§ TASK DETAILS
Omit every picture and write out the rest of the records exactly.

(Dataset records about object locations)
↓
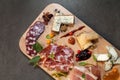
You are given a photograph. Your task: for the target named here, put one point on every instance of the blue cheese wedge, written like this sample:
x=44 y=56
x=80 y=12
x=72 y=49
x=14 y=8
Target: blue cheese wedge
x=61 y=19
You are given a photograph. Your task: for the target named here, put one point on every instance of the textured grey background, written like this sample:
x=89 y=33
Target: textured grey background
x=16 y=15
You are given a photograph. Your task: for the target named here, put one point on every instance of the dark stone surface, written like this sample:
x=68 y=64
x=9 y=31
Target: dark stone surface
x=16 y=15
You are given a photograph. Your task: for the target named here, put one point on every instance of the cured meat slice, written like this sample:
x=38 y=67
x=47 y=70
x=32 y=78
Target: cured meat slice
x=61 y=58
x=85 y=73
x=32 y=35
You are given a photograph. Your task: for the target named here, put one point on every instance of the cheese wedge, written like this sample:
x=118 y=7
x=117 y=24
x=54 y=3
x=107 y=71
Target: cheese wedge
x=61 y=19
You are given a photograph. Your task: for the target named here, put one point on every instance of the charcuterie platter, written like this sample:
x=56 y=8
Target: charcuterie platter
x=68 y=49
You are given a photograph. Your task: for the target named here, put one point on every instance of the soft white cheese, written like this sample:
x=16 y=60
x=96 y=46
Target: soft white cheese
x=61 y=19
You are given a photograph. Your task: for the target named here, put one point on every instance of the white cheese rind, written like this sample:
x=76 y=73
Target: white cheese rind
x=102 y=57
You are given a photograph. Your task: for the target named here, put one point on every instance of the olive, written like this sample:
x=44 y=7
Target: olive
x=83 y=55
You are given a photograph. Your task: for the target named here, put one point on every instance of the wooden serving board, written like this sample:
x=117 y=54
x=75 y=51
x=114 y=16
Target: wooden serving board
x=50 y=8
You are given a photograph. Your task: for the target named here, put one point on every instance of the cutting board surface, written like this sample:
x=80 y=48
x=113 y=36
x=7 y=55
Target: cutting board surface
x=50 y=8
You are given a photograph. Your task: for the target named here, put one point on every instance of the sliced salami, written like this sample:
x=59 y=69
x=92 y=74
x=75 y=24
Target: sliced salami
x=59 y=58
x=32 y=35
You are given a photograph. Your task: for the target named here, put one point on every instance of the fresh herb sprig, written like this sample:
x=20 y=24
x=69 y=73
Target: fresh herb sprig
x=38 y=47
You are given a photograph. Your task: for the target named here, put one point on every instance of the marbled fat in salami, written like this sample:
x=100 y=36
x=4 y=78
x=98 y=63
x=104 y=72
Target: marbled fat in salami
x=32 y=35
x=62 y=58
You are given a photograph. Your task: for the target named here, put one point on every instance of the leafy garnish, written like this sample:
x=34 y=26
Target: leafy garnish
x=34 y=60
x=48 y=36
x=94 y=58
x=38 y=47
x=52 y=55
x=83 y=63
x=83 y=75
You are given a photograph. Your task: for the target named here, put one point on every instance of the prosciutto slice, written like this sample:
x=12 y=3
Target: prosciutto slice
x=32 y=35
x=62 y=59
x=85 y=73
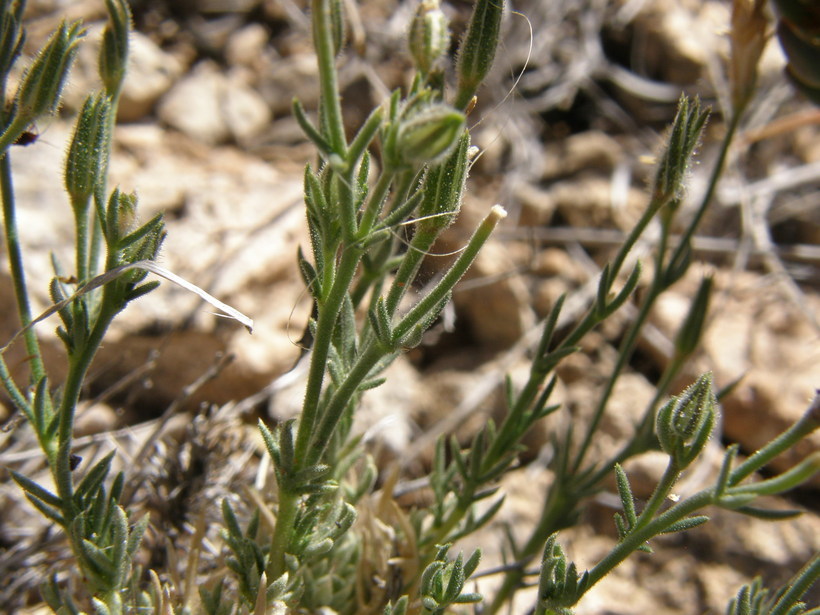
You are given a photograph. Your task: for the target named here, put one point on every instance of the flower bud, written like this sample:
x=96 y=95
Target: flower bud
x=85 y=162
x=429 y=36
x=685 y=423
x=39 y=91
x=443 y=190
x=680 y=147
x=114 y=47
x=477 y=51
x=429 y=134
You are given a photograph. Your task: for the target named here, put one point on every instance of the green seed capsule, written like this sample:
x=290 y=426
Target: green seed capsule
x=429 y=36
x=429 y=134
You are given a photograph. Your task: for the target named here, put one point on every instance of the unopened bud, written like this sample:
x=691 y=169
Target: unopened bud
x=114 y=47
x=443 y=190
x=429 y=36
x=85 y=161
x=477 y=51
x=685 y=423
x=428 y=135
x=42 y=84
x=684 y=137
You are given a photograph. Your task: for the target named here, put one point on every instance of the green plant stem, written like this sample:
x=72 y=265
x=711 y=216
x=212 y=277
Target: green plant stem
x=17 y=127
x=17 y=397
x=625 y=349
x=285 y=520
x=798 y=586
x=374 y=352
x=561 y=501
x=326 y=323
x=78 y=368
x=416 y=252
x=662 y=490
x=556 y=515
x=18 y=276
x=81 y=241
x=635 y=539
x=329 y=87
x=803 y=427
x=375 y=201
x=417 y=314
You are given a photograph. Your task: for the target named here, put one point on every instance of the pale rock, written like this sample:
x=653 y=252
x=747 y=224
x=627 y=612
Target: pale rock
x=151 y=73
x=246 y=46
x=194 y=105
x=213 y=107
x=496 y=305
x=244 y=111
x=95 y=419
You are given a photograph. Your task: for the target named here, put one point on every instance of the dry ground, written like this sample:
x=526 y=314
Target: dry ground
x=206 y=136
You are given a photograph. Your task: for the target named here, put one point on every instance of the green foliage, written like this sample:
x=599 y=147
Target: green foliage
x=312 y=547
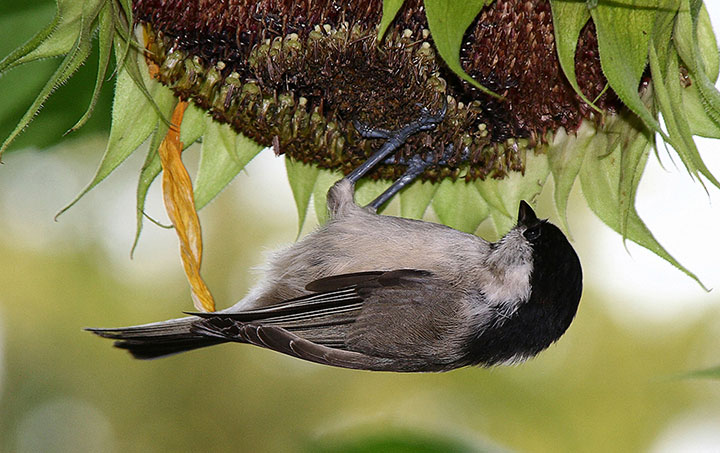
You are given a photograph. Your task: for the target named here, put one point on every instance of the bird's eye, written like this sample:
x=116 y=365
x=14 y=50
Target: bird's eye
x=532 y=232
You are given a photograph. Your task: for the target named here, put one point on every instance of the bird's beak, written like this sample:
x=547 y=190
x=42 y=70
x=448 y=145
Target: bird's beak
x=526 y=215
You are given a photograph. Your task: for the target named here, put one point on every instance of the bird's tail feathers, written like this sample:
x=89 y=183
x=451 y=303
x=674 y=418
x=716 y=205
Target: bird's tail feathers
x=158 y=339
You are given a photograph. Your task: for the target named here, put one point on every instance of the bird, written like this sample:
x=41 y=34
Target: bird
x=383 y=293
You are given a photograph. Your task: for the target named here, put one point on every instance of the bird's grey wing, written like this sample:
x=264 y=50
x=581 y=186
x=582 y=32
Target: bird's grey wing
x=281 y=340
x=401 y=320
x=324 y=317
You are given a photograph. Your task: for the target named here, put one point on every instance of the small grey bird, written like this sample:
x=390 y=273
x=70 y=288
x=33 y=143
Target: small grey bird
x=377 y=292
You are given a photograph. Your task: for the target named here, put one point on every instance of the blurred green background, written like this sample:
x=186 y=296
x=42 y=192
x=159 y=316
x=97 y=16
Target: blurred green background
x=608 y=385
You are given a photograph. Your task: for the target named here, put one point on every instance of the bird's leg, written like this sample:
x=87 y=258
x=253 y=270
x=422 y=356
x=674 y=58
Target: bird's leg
x=394 y=139
x=415 y=166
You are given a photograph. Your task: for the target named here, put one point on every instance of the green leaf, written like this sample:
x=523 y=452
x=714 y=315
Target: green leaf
x=72 y=61
x=565 y=156
x=324 y=181
x=57 y=38
x=193 y=125
x=448 y=21
x=458 y=204
x=707 y=45
x=224 y=153
x=390 y=9
x=600 y=179
x=13 y=59
x=106 y=34
x=133 y=120
x=302 y=179
x=624 y=50
x=415 y=199
x=569 y=18
x=515 y=187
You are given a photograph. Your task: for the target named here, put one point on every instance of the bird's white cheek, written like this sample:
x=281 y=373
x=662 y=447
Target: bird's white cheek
x=512 y=286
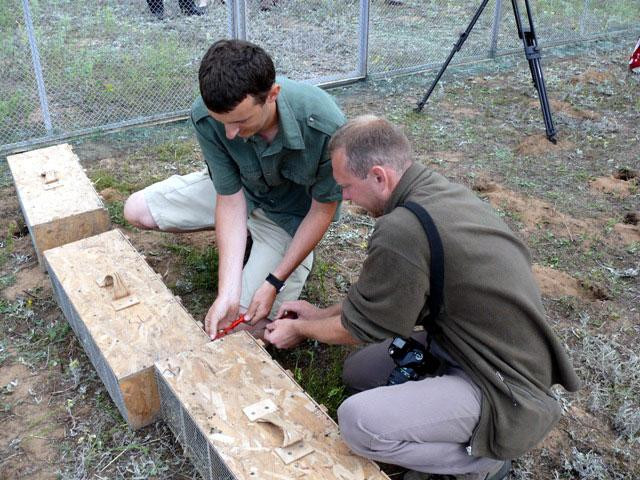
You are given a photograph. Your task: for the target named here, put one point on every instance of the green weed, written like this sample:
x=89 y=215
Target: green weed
x=318 y=370
x=103 y=179
x=116 y=212
x=201 y=268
↑
§ SOLUTION BELOW
You are given a photograph. Your task: for the target named here, put one point on every instance of the blue cheese wedge, written like this sample:
x=44 y=56
x=80 y=12
x=72 y=49
x=14 y=8
Target: blue cheese wedge
x=61 y=19
You are given a photograph. Your task: for the target named here, put one point on every instance of the textured grey background, written like this sample:
x=89 y=33
Target: textured grey background
x=16 y=15
You are given a photograph. Your task: for the target named here, put one point on every instance of the dark stone surface, written like this sample:
x=68 y=64
x=9 y=31
Target: dark stone surface
x=16 y=15
You are given a photograph. Your task: for the target named here, put one point on every instance of the cured meat slice, written like this sample:
x=38 y=67
x=47 y=70
x=32 y=78
Target: cured meat slice
x=61 y=58
x=85 y=73
x=32 y=35
You are given a photograph. Your task: for the target named here, put one point on every instance of the cheese wedge, written like this sample:
x=118 y=7
x=117 y=24
x=54 y=3
x=107 y=71
Target: cheese wedge
x=61 y=19
You are given a photograph. Your task: for the target named here, put one point on every instance of the charcuterie platter, written like this sample:
x=56 y=8
Target: charcuterie platter
x=68 y=49
You are given a photograph. Your task: for the target named here, put one point on every instance of the soft white cheese, written like this sample:
x=16 y=60
x=96 y=46
Target: soft white cheese
x=61 y=19
You are given a photograph. Your task: for the target named here, put one point on every instance of the white cheese rind, written like this sample:
x=76 y=73
Target: white cheese rind
x=102 y=57
You are given a photograph. Your task: for the target named here, put one point on every instance of the olive, written like this sample:
x=44 y=7
Target: olive
x=83 y=55
You are given a photograph. Your task: for the target named here, put one point on every instance of the wooden serving board, written like this sample:
x=117 y=54
x=75 y=51
x=114 y=16
Target: wooden serving board
x=50 y=8
You are given a photograph. Your task: for the target named here, put one point on every instance of the cutting board surface, written like this sample:
x=80 y=48
x=113 y=36
x=7 y=55
Target: cutting board surface
x=50 y=8
You are given a photograph. Your task: for the target named here, put one point on every instance of the sliced salami, written like this sample:
x=59 y=69
x=92 y=74
x=75 y=24
Target: sliced salami
x=59 y=58
x=32 y=35
You are given a photograph. Your task: for the target named here, put one point on every instance of the fresh herb sprig, written like this sample:
x=20 y=24
x=69 y=73
Target: fresh herb sprig
x=38 y=47
You are given a photograph. Your task: for the target named here, put one point on every instance of the marbled fat in salami, written like this sample:
x=100 y=36
x=4 y=78
x=98 y=63
x=104 y=72
Target: marbled fat in salami
x=32 y=35
x=62 y=58
You are given a photograph. Your task: for the target named here, put one point on every instance of the leafy garnish, written like this sample:
x=34 y=26
Target: leafy garnish
x=34 y=60
x=48 y=36
x=94 y=58
x=38 y=47
x=52 y=55
x=83 y=63
x=83 y=75
You are given a photograph. Your task: for the target named here, put one point on every instance of the prosciutto slice, written like this sample:
x=12 y=3
Target: prosciutto slice
x=32 y=35
x=62 y=59
x=85 y=73
You are given a photograph. Your task: for the target named here, put one point on every instance of the flower bud, written like this sample:
x=96 y=95
Target: flower bud
x=85 y=162
x=429 y=36
x=685 y=423
x=39 y=91
x=443 y=190
x=680 y=147
x=114 y=47
x=477 y=51
x=429 y=134
You are given a photograph. Your task: for the target named here, put one point on every instance of the green seed capsule, written like this sample:
x=290 y=426
Target: green seed capsule
x=429 y=36
x=429 y=134
You are given a photograph. Your task: for the target named here, put one point on every instance of the unopened bud, written like this sample:
x=691 y=169
Target: unopened bud
x=114 y=47
x=443 y=190
x=429 y=36
x=85 y=161
x=477 y=51
x=685 y=423
x=428 y=135
x=42 y=84
x=684 y=137
You are given a photograph. Your task: for the target named here, put one point on every instance of the green plant stem, written like this sample:
x=72 y=265
x=711 y=216
x=212 y=277
Target: green plant stem
x=17 y=127
x=17 y=397
x=625 y=349
x=285 y=520
x=798 y=586
x=374 y=352
x=561 y=501
x=326 y=323
x=78 y=368
x=416 y=252
x=662 y=490
x=556 y=515
x=18 y=276
x=81 y=241
x=635 y=539
x=329 y=87
x=803 y=427
x=375 y=201
x=417 y=314
You are given a photograph. Your task: for the target named here, put one point on every instance of the pale rock, written like this sample:
x=653 y=252
x=747 y=224
x=627 y=612
Target: pale rock
x=151 y=73
x=246 y=46
x=194 y=105
x=213 y=107
x=496 y=305
x=244 y=111
x=95 y=419
You are given a photograph. Your task: for the target named here, put one point on every instance of the dry ground, written like this sample:
x=526 y=314
Target: dry ground
x=206 y=136
You are given a photograph. Your task: for the target named here, put one point on every instance of the green foliage, written like this sample:
x=599 y=147
Target: green foliage
x=312 y=547
You are given a photograph. Your task: for the target named here, put one point on every instance of the bird's eye, written like this sample:
x=116 y=365
x=14 y=50
Target: bird's eye
x=532 y=232
You are given a photograph. Your task: for the target named here, put one point on every instance of the bird's beak, written like this sample:
x=547 y=190
x=42 y=70
x=448 y=145
Target: bird's beak
x=526 y=215
You are given a photograph. Your task: for the target named here, put one point on every instance of the bird's tail feathers, written like this sample:
x=89 y=183
x=451 y=303
x=674 y=418
x=716 y=205
Target: bird's tail feathers
x=158 y=339
You are given a photograph. Your task: for the target named here, put one point on every instance of the bird, written like this sample:
x=41 y=34
Target: bird
x=383 y=293
You are given a photograph. Your task: for the target named here, put one point on every instance of the bird's grey wing, written like this sample:
x=264 y=50
x=581 y=186
x=582 y=32
Target: bird's grey wing
x=281 y=340
x=401 y=320
x=324 y=317
You are given a photograph. Your task: for the target named here, put one point on every instance of the small grey bird, written like this sample:
x=390 y=273
x=70 y=288
x=33 y=143
Target: small grey bird
x=377 y=292
You are given a photograph. Your task: for the target named here, put one point on every instance of the blurred green background, written like this sample:
x=186 y=296
x=42 y=192
x=159 y=316
x=97 y=16
Target: blurred green background
x=608 y=385
You are given a photograph. Your task: for the target named here, put one point on every instance of the bird's leg, written like this sample:
x=87 y=258
x=253 y=270
x=422 y=356
x=674 y=58
Target: bird's leg
x=394 y=139
x=415 y=166
You are given a photograph. Your task: for the target named here, put one point on every instance of the green leaf, written like this sample:
x=523 y=452
x=714 y=315
Target: green leaf
x=72 y=61
x=565 y=156
x=324 y=181
x=57 y=38
x=193 y=125
x=448 y=21
x=458 y=204
x=707 y=45
x=224 y=153
x=390 y=9
x=600 y=179
x=13 y=59
x=106 y=34
x=133 y=120
x=302 y=179
x=624 y=50
x=415 y=199
x=569 y=18
x=515 y=187
You are given a photograph. Your task: for the target named here, put one point on every instance of the bird's white cheek, written like this sample:
x=281 y=373
x=662 y=447
Target: bird's white cheek
x=512 y=286
You are given a photograph. Your task: for the target named here, put one point on every instance of the green weed, written like this sample:
x=89 y=215
Target: green weed
x=318 y=370
x=103 y=179
x=116 y=212
x=201 y=268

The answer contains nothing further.